■ Set tasks
A. Which conditions does the District of Columbia place on law firms with nonlawyers holding financial interests or managerial authority, according to the ethics opinion excerpt below?
B. According to the ethics opinion excerpt below, why might New York lawyers be concerned if the other law firm will pass part of the fee on to a nonlawyer? Answer in one to three sentences.
C. Do the following statements agree with the ethics opinion excerpt below? Answer yes or no for each, and quote the deciding words. (i) Rule 1.5(g) bars dividing legal fees with lawyers in other jurisdictions. (ii) The District of Columbia permits lawyers to practice in firms where nonlawyers hold a financial interest. (iii) The District of Columbia allows its conditions on such firms to be agreed orally.

■ Excerpted text
See N.Y. Rule 1.5(g). In our view, Rule 1.5(g) does not bar joint representation and the division of legal fees with lawyers in other jurisdictions, as long as the arrangement otherwise complies with Rule 1.5(g). See N.Y. State 864 (2011) (a New York lawyer is ethically permitted to work on a personal injury case with an out-of-state lawyer under certain circumstances); N.Y. State 806 (2007) (“A New York law firm may participate with a foreign law firm in handling legal matters in New York referred by the foreign firm, and in sharing of legal fees in such matters, where the foreign firm’s lawyers have professional education, training and ethical standards comparable to those of American lawyers and the firm otherwise complies with [Rule 1.5(g).]”).  

Nevertheless, New York lawyers may be concerned about the ethical implications if the other law firm will further divide a portion of the fee with a nonlawyer. New York Rule 5.4(a) explicitly prohibits lawyers from dividing legal fees or forming partnerships with nonlawyers for the purpose of providing legal services, with three narrow exceptions that do not apply here. In contrast to New York, the District of Columbia and some foreign jurisdictions permit lawyers to practice in firms where nonlawyers hold a financial interest or have managerial authority, provided such firms meet certain conditions. For example, the District of Columbia places the following conditions on law firms that have nonlawyers with financial interests or managerial authority:

  1. The law firm’s sole purpose must be to provide legal services to clients;
  2. All persons that have managerial authority or a financial interest in the partnership must undertake to abide by the D.C. Rules of Professional Conduct;
  3. The lawyers in the partnership who have a financial interest or managerial authority must agree to be responsible for the nonlawyer participants as though the nonlawyer participants were lawyers in accordance with D.C. Rule 5.1;[1] and
  4. The above conditions are set forth in writing.

See D.C. Rule 5.4(b). In the Committee’s view, an attorney who is admitted to practice law in New York may ethically divide legal fees with a lawyer who practices in a law firm where nonlawyers hold a financial interest or managerial authority, provided that the law firm is based in a jurisdiction that permits such arrangements with nonlawyers.

■ Collected data

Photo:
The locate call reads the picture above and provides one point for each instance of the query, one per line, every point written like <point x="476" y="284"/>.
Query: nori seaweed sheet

■ Answers to the tasks
A.
1. The firm's sole purpose must be to provide legal services to clients.
2. Everyone with managerial authority or a financial interest in the partnership must undertake to abide by the D.C. Rules of Professional Conduct.
3. Lawyers in the partnership with a financial interest or managerial authority must agree to be responsible for the nonlawyer participants as though they were lawyers, in accordance with D.C. Rule 5.1.
4. These conditions must be set forth in writing.

B. New York Rule 5.4(a) explicitly prohibits lawyers from dividing legal fees or forming partnerships with nonlawyers to provide legal services. Its three narrow exceptions do not apply here.

C.
(i) No: "Rule 1.5(g) does not bar joint representation and the division of legal fees with lawyers in other jurisdictions"
(ii) Yes: "the District of Columbia and some foreign jurisdictions permit lawyers to practice in firms where nonlawyers hold a financial interest or have managerial authority"
(iii) No: "The above conditions are set forth in writing."